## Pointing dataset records
··········
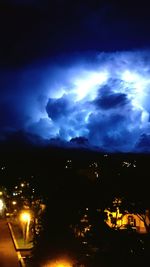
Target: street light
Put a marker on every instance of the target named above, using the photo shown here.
(62, 262)
(25, 218)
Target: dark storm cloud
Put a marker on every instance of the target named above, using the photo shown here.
(56, 108)
(100, 102)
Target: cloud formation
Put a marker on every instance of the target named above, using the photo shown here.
(101, 103)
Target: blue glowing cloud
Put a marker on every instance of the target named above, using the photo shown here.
(103, 103)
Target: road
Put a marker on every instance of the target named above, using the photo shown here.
(8, 254)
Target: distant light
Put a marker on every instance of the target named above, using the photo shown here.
(1, 204)
(59, 263)
(25, 216)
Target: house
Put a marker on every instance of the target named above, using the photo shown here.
(128, 220)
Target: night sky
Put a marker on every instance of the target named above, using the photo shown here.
(75, 73)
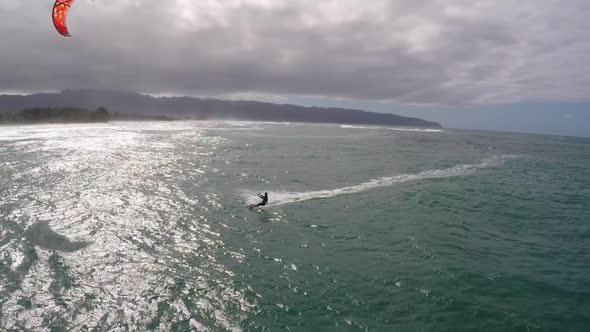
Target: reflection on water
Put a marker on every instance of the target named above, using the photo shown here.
(104, 226)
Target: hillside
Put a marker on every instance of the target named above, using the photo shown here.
(203, 109)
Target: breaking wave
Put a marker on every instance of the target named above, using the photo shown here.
(394, 128)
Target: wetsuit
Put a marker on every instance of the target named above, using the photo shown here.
(264, 200)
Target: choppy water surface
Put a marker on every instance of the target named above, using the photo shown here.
(142, 226)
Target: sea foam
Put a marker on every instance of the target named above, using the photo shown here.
(285, 197)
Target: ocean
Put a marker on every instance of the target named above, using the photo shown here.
(143, 226)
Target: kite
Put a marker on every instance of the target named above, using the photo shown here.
(60, 11)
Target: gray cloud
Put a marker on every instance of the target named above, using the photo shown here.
(421, 52)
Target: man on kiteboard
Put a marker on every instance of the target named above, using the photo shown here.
(264, 201)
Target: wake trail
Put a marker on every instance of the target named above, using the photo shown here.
(285, 197)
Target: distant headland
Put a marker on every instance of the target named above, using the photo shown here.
(135, 106)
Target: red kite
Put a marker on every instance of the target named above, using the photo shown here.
(60, 11)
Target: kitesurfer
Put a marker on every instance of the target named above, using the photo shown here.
(264, 200)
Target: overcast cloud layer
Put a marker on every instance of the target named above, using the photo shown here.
(442, 52)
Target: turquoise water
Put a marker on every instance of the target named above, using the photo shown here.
(143, 226)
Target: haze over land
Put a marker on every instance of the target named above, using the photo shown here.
(202, 109)
(484, 64)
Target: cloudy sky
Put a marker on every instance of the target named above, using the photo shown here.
(448, 60)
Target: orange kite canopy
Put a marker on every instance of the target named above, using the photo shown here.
(60, 11)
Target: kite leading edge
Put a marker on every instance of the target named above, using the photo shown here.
(60, 11)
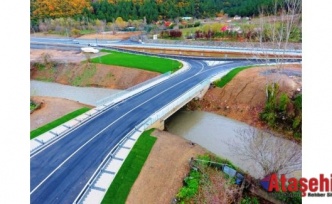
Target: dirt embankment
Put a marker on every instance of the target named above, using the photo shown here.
(244, 97)
(85, 74)
(161, 177)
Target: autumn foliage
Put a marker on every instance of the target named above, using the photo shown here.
(59, 8)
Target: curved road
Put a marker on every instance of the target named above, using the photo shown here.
(59, 172)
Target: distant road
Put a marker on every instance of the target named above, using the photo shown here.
(59, 172)
(67, 43)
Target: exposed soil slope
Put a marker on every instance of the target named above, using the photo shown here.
(243, 98)
(86, 74)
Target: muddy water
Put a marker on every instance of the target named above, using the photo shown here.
(216, 134)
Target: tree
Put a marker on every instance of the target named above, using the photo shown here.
(272, 154)
(120, 23)
(59, 8)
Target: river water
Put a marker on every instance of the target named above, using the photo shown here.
(213, 132)
(218, 134)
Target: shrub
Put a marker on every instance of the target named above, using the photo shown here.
(175, 33)
(75, 32)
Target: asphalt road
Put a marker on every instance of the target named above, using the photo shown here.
(59, 172)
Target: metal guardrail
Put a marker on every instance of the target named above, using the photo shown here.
(157, 115)
(135, 89)
(106, 161)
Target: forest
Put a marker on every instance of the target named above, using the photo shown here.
(152, 10)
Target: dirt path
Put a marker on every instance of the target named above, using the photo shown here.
(51, 109)
(162, 174)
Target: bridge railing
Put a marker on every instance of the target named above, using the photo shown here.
(144, 125)
(133, 90)
(174, 104)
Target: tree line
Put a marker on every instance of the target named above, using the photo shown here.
(152, 10)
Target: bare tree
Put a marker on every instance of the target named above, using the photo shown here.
(272, 154)
(275, 28)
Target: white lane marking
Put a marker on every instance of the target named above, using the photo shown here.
(202, 66)
(102, 131)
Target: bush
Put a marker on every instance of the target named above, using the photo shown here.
(282, 113)
(75, 32)
(175, 33)
(191, 186)
(196, 24)
(249, 200)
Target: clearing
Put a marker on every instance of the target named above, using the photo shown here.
(167, 164)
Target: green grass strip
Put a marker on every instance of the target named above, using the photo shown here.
(57, 122)
(229, 76)
(130, 169)
(149, 63)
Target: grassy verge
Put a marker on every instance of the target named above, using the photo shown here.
(229, 76)
(130, 169)
(149, 63)
(57, 122)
··········
## Instructions for the task
Output all of the data exactly as it stands, minus any images.

## Solution below
Target: street light
Put a marker on every instance of the target named above, using the photo shown here.
(62, 262)
(25, 218)
Target: dark storm cloud
Put a marker on every instance of the target named above, using the photo shown here.
(56, 108)
(100, 102)
Target: cloud formation
Put a marker on every instance of the target named above, using the photo shown here.
(101, 103)
Target: blue glowing cloud
Put a marker on every instance of the target named above, using the photo shown here.
(103, 103)
Target: road
Put a marker on every instance of the target named above, using the photo shown here.
(8, 254)
Target: distant light
Put a marker on every instance of the target named above, using the photo shown here.
(1, 204)
(59, 263)
(25, 216)
Target: house
Put a marker on every instance of the target named above, using the photo shown here.
(128, 220)
Target: night sky
Put a marker on every instance of the target named above, using the photo shown here.
(75, 73)
Target: reflection on water
Put a marker on every instance of the target named above, using the photo shown here.
(104, 226)
Target: hillside
Put a marker on every instance of the target named above, using the photo shown here.
(203, 109)
Target: breaking wave
Put a marker on every instance of the target named above, using the photo shown here.
(394, 128)
Target: wetsuit
Put a marker on every instance of the target named above, using the photo shown here.
(264, 200)
Target: choppy water surface
Put a marker on every instance of the target named above, using the photo shown here.
(142, 226)
Target: sea foam
Put a marker on every instance of the target named above, using the photo shown here.
(285, 197)
Target: ocean
Put a marker on every instance of the target named above, using the photo shown here.
(143, 226)
Target: kite
Put a marker on every instance of the target named above, using the photo shown here.
(60, 11)
Target: gray cloud
Put a marker on every instance of the target named above, using the photo shown here.
(421, 52)
Target: man on kiteboard
Put a marker on every instance of the target named above, using the photo shown here.
(264, 201)
Target: wake trail
Put a marker on every instance of the target named above, using the photo shown here.
(285, 197)
Target: distant headland
Put a marker on every instance of the target named above, using the photo shown here.
(135, 106)
Target: red kite
Put a marker on every instance of the target named above, using the photo shown here.
(60, 11)
Target: kitesurfer
Put a marker on every instance of the target named above, using the photo shown here.
(264, 200)
Target: overcast cloud layer
Put a marker on every instance of the target named above, using the photo shown here.
(442, 52)
Target: turquoise water
Put a marker on every instance of the target named above, using the photo shown here.
(143, 226)
Target: haze over land
Put a marker on every instance of the target named above, using the photo shown here.
(202, 109)
(484, 64)
Target: cloudy sky
Put a marker on every instance of the target named above, using the photo shown here.
(448, 60)
Target: orange kite canopy
Put a marker on every instance of the target named above, using the photo shown here.
(60, 11)
Target: kite leading edge
Put a marker on every instance of the target named above, using the photo shown here.
(60, 11)
Target: dirt embankment
Put a marker on every instance of the target named above, using the photo shown here.
(244, 97)
(85, 74)
(161, 177)
Target: autumn foliage
Put a marker on every instance of the target named above, using the photo shown here.
(59, 8)
Target: curved road
Put a marker on every instance of the target named above, using the photo shown here.
(59, 172)
Target: distant road
Put a marker on every instance of the target named above, using the photo shown here.
(59, 172)
(67, 43)
Target: exposed soil slope
Put a marker on every instance of the target named above, using the photo shown here.
(243, 98)
(86, 74)
Target: muddy water
Put a marker on every instance of the target named above, using the photo shown here.
(216, 134)
Target: tree
Put a marker on every instance of the target named above, using the photo shown here.
(272, 154)
(120, 23)
(59, 8)
Target: river water
Put a marker on every instance of the target named above, using the photo shown here.
(213, 132)
(218, 134)
Target: shrub
Put a marker on every instance of the target named above, using the photo shown here.
(175, 33)
(75, 32)
Target: asphalt road
Put a marker on every instance of the target named above, using the photo shown here.
(59, 172)
Target: metal guardrail
Put a marker on every instance of the target named above, using the photo shown here.
(157, 115)
(135, 89)
(106, 161)
Target: forest
Put a marker on every instance of the target named above, using the photo shown here.
(152, 10)
Target: dirt path
Put a marker on every instance of the target named above, using the photo shown here.
(51, 109)
(162, 174)
Target: bridge railing
Put a marker on every instance of the target named above, using the photo shown here.
(144, 125)
(133, 90)
(174, 104)
Target: tree line
Put a marker on every instance of the target named above, using the photo shown here.
(152, 10)
Target: bare tree
Put a marker on every instance of the target named above, using the photo shown here.
(272, 154)
(275, 28)
Target: white lane marking
Put a marker on every instance of the target named above, using the photo shown here.
(202, 66)
(102, 131)
Target: bush
Put a marker on every instance of the target named above, using the photo shown here.
(282, 113)
(75, 32)
(175, 33)
(191, 186)
(196, 24)
(249, 200)
Target: clearing
Put a marker on every instance of the target named above, using the photo shown here.
(167, 164)
Target: green grass strip
Put a marker on every instance of the target named above, using the photo shown here.
(57, 122)
(229, 76)
(130, 169)
(149, 63)
Target: grassy verge
Put a marker on every instance of the target named above, using the photo shown here.
(229, 76)
(130, 169)
(149, 63)
(57, 122)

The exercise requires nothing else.